Pictures aside, repeat every record below exactly.
-- The records follows --
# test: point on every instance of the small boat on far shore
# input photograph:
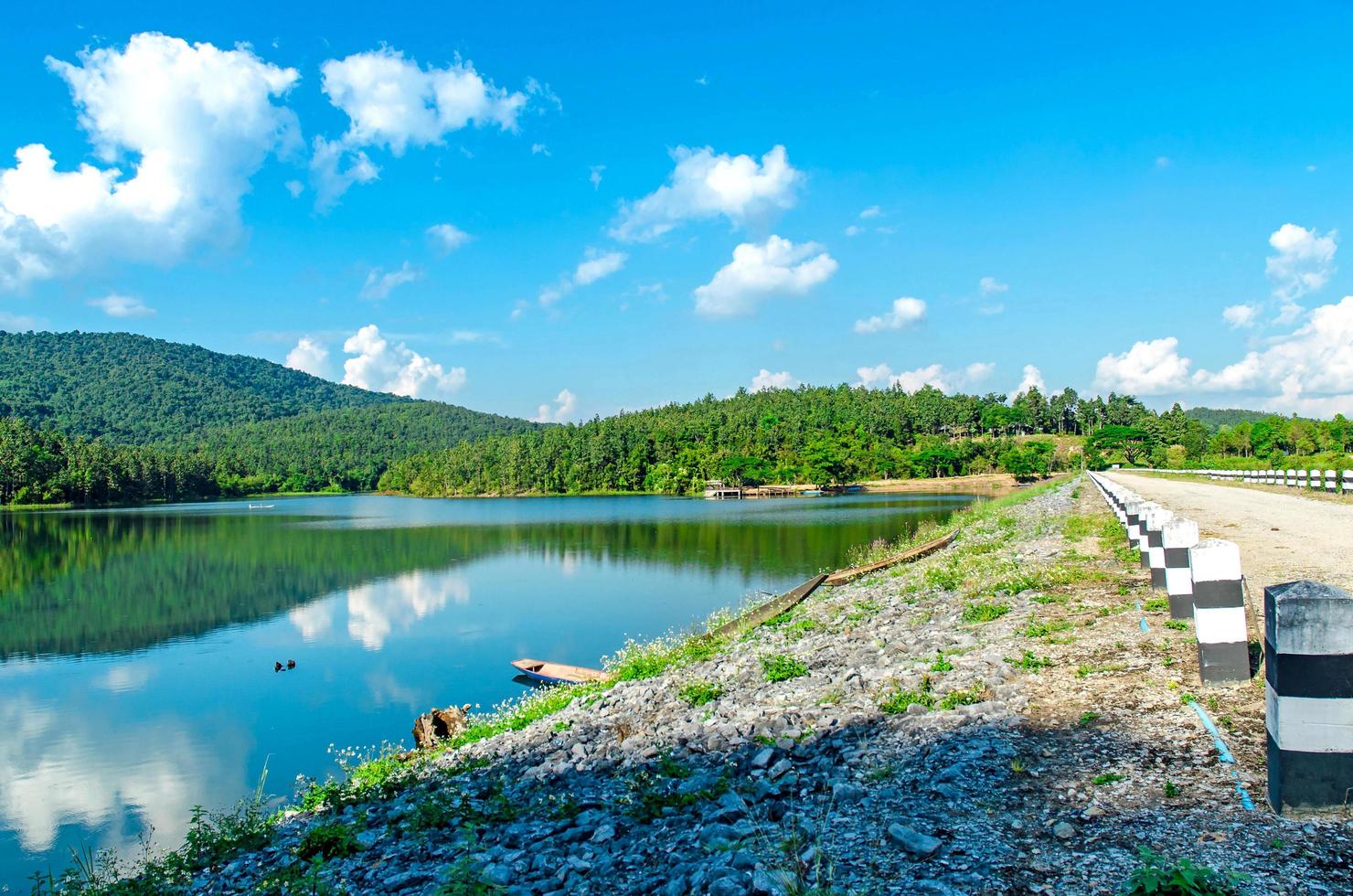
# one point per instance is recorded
(559, 673)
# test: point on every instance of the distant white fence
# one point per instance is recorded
(1326, 481)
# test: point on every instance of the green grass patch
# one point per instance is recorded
(781, 667)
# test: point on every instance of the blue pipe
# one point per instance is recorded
(1223, 754)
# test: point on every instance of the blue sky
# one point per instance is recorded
(645, 206)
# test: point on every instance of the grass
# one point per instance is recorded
(781, 667)
(698, 693)
(984, 611)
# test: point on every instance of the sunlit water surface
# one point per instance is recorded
(137, 647)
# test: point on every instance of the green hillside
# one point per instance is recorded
(137, 390)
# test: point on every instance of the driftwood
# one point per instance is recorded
(842, 577)
(440, 724)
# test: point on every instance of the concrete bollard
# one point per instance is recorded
(1308, 695)
(1155, 555)
(1223, 650)
(1177, 536)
-- The records concluded --
Written solution
# test: point on every instance of the small boat on far shore
# input photograph:
# one point per instance is recorded
(559, 673)
# test: point on every instance of the distant white fence
# one point per instance is recorded
(1326, 481)
# test: point on every instance of the green grass patch
# one point per instance is recorded
(781, 667)
# test: point on every instance of the blue pipe
# one point per instance is recorded
(1223, 754)
# test: point on every instance of the blue sky
# one point per instance is recorded
(645, 206)
# test: point on every instance of the grass
# one point per instance is recorded
(781, 667)
(698, 693)
(984, 611)
# test: point on every instance of the sunlit water surface
# one point per instance is recorded
(137, 647)
# test: point on every instance of the green hillside
# one point per instance is recorded
(137, 390)
# test: point on every instance of the driftwood
# one point per instance is recorded
(842, 577)
(440, 724)
# test: point on every instance of the concrete bollard
# one point per instance is recorded
(1308, 695)
(1155, 555)
(1223, 650)
(1177, 536)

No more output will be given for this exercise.